- THE PROBLEM
Transcribe every entry below verbatim, line for line, and omit the image from your output.

- RECORDS FOR THIS TASK
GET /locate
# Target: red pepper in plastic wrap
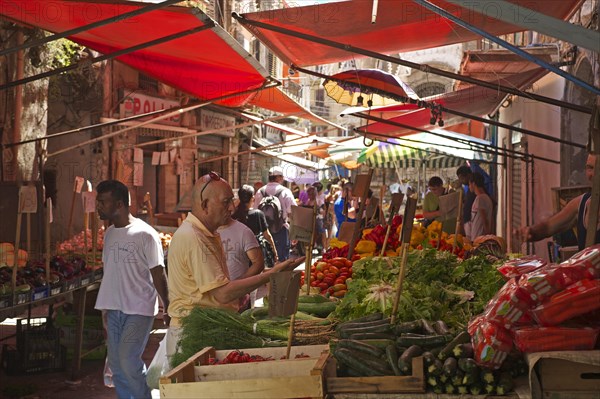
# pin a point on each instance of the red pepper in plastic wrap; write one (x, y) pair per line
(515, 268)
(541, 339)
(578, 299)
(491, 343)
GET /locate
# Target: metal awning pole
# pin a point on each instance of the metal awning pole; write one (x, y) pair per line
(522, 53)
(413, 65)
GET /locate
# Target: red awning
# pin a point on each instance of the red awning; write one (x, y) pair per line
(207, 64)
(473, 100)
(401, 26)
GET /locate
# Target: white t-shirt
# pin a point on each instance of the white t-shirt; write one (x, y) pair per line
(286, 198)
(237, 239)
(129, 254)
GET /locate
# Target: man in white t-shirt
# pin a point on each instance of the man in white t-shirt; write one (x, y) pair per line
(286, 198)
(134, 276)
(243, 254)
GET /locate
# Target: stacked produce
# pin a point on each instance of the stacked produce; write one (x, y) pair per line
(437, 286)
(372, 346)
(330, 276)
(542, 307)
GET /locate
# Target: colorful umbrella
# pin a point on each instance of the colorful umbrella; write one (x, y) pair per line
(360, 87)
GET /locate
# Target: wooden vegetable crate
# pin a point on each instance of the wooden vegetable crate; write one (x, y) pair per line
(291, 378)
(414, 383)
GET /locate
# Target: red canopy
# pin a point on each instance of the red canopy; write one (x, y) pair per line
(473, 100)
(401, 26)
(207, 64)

- COMPLETED TASK
GET /locate
# Target: red pepper in plastic wrap
# pin a point on each instance of the red pepper in plastic wrap; write one (x, y) pair per line
(515, 268)
(541, 339)
(578, 299)
(491, 343)
GET /locate
# Target: metal awning pole
# pin a point on each instance of the metal awning pole; write one (x, y) pair per line
(522, 53)
(413, 65)
GET /locate
# Target: red awning
# pin a point on each instance of the red awning; write one (x, y) pair per line
(207, 64)
(473, 100)
(401, 26)
GET /locate
# Target: white t-shirt
# pin a point on each instance of the white t-shirt; write one (x, y) pair per line
(286, 198)
(237, 239)
(129, 254)
GET /locate
# Target: man in white t-shirt
# pin a point on each instance of the man in white t-shirt; write one (x, y) pair per line
(286, 198)
(134, 276)
(243, 254)
GET /locate
# Target: stacked produce
# pin a point on each instance of the stacked produce; write one (x, y) pair per line
(437, 286)
(372, 346)
(330, 276)
(542, 307)
GET /locate
# Target: colorful umbrella
# pin a point on each instance of the colorful umbrella; write one (x, y) pair per line
(360, 87)
GET /locate
# Target: wooden vegetable crate
# pin a point on each instance of the wooden vegetable crate; write one (x, y) pair per line
(291, 378)
(414, 383)
GET /locate
# Target: red canopy
# pin a point on each instance of the red canopy; write one (x, y) pair per line
(473, 100)
(401, 26)
(207, 64)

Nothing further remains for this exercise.